▸ **Exercise requirements**
In the mine development passage below, rewrite the paragraph beginning "During Stage 2" as a short bulleted list that keeps its main facts.

**** Passage to read

During Stage 2 (Q4, 2012 and 2013), we expect to invest an additional $30 million of capital to enable Elkhorn to complete a raise bore tunnel as a secondary egress and escapeway. Elkhorn also plans to continue development of the primary access ramp and incrementally increase ore production at the Golden Dream Mine. Concurrently, we also plan to significantly move forward the “M” Pit expansion plan and fully refurbish the Diamond Hill mill at Montana Tunnels.

 

As additional equipment and financing becomes available in 2013, the plan is to accelerate development of the “M” Pit by doubling the size of the fleet to remove 4 million tons of waste rock per month. The plan is to complete Montana Tunnels mine development and full mill start up by January 2014.

 

These projections are based on certain assumptions including, but not limited to, our success in raising the required capital in our planned private placements. There can be no assurance that we will be successful in our capital raising efforts. Failure to reach our capital targets could adversely affect our ability to achieve our target projections.

 

Liabilities

 

At June 30, 2012we had liabilities of $111,113,312 compared to liabilities of $103,259,388 at December 31, 2011. Total current liabilities were $68,377,336 at March 31, 2012 as compared to $61,607,537 at December 31, 2011. The increase in liabilities from December 31, 2011 to June 30, 2012 is attributable to an increase in push down debt, interest and the redeemable obligation of EGLLC and its affiliate of $3,735,593, the addition of $1,800,000 in bridge loans, the increase in reclamation liability of $703,981 and the increase in the embedded derivative based on the contract terms, projected future gold prices and discount rate commensurate with estimates of contemporary credit risk using a discounted cash flow model as it relates to the MPRPA of $412,064. The remainder of the increase is from an increase in accounts payables and accrued liabilities of $1,915,865.

********
**** Given entries

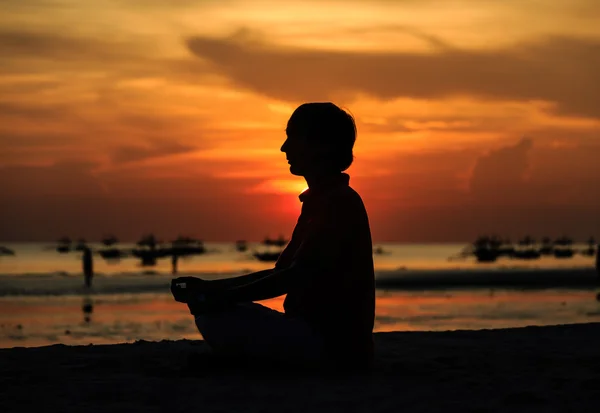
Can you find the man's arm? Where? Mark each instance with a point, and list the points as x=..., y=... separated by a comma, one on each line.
x=277, y=282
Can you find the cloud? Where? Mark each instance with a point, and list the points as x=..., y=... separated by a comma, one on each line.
x=65, y=179
x=502, y=171
x=562, y=70
x=157, y=149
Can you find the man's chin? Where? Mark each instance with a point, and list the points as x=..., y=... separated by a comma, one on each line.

********

▸ **Reply**
- Stage 2 (Q4, 2012 and 2013) calls for an additional $30 million of capital investment.
- Elkhorn will complete a raise bore tunnel as a secondary egress and escapeway.
- Elkhorn plans to keep developing the primary access ramp and incrementally increase ore production at the Golden Dream Mine.
- At the same time, the "M" Pit expansion plan will move significantly forward.
- The Diamond Hill mill at Montana Tunnels will be fully refurbished.